#### [Job]
Give back every line of the entries below without changing anything.

#### [Task data]
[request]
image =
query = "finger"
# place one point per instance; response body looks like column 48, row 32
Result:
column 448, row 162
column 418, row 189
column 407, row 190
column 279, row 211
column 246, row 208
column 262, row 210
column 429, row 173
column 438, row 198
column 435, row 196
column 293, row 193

#### [Output for this exercise]
[request]
image =
query = "finger"
# place one point per instance; response body looks like column 48, row 32
Result:
column 448, row 162
column 418, row 189
column 407, row 190
column 279, row 211
column 246, row 208
column 262, row 210
column 429, row 173
column 438, row 198
column 435, row 196
column 293, row 193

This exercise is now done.